Article ::

Wesley David de Oliveira Andrade (born 13 March 2000), known as Wesley Gasolina or simply Wesley, is a Brazilian professional footballer who plays as right-back for Brazilian club Cruzeiro.

Club career

Hellas Verona 
On 2 September 2019, Wesley joined Serie A club Hellas Verona on a free transfer, after his contract with Flamengo had expired in April. He made only one appearance with the Primavera (under-19s) team.

Juventus 
Wesley moved to Juventus on 30 January 2020. He played for their reserve team – Juventus U23 – in the Serie C, and made his debut during the 2019–20 season on 2 February 2020, in a 0–0 draw to Pontedera. Wesley also helped Juventus U23 win the Coppa Italia Serie C, coming on as a substitute in the final against Ternana on 27 June 2020, which his side won 2–1.

Wesley was first called up for Juventus on 12 February 2020, in a Coppa Italia semi-final game against AC Milan. On 13 January 2021, Wesley started his first game for Juventus in the Coppa Italia, beating Genoa 3–2 after extra time.

Provided information ::
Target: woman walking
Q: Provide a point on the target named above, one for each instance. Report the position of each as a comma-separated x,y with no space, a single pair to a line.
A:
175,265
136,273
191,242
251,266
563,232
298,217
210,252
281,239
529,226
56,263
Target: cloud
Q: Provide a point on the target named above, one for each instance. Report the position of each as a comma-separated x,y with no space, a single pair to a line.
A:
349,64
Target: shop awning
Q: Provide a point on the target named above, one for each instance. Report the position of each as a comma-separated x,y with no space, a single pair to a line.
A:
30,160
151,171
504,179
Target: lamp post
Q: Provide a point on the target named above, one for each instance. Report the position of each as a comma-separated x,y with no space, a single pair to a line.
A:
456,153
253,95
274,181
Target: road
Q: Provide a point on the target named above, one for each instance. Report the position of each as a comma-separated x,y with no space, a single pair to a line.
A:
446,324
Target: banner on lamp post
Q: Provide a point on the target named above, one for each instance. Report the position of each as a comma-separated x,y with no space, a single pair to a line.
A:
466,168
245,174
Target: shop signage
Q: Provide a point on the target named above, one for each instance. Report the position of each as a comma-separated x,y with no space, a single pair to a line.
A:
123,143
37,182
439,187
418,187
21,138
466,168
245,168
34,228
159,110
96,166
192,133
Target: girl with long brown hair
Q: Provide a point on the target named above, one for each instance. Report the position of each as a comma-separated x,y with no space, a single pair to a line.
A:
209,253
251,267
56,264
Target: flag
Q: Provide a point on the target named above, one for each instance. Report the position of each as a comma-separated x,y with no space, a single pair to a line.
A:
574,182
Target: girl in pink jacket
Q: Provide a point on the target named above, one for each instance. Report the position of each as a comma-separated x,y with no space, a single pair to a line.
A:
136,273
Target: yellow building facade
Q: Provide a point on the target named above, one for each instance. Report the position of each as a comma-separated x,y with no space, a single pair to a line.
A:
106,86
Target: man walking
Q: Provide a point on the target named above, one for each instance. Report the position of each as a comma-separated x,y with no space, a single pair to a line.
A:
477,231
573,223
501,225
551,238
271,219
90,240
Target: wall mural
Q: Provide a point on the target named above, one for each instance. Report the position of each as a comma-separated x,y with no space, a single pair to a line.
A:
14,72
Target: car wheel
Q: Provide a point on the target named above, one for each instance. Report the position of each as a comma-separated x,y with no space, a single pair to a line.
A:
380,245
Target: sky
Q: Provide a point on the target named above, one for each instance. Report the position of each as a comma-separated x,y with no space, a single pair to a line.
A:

List of tasks ::
A - Using the article, answer the following:
(i) On what date did Wesley join Hellas Verona?
(ii) Which team did Juventus U23 defeat in the Coppa Italia Serie C final?
(iii) Against which club did Wesley start his first game for Juventus?
B - From the entries, extract word for word the lines running from the one containing "Target: sky" through the final line of the entries, both ends included.

Responses ::
A -
(i) 2 September 2019
(ii) Ternana
(iii) Genoa

B -
Target: sky
Q: Provide a point on the target named above, one for each instance. Report the position of each as a comma-separated x,y with no space, a single pair to a line.
A:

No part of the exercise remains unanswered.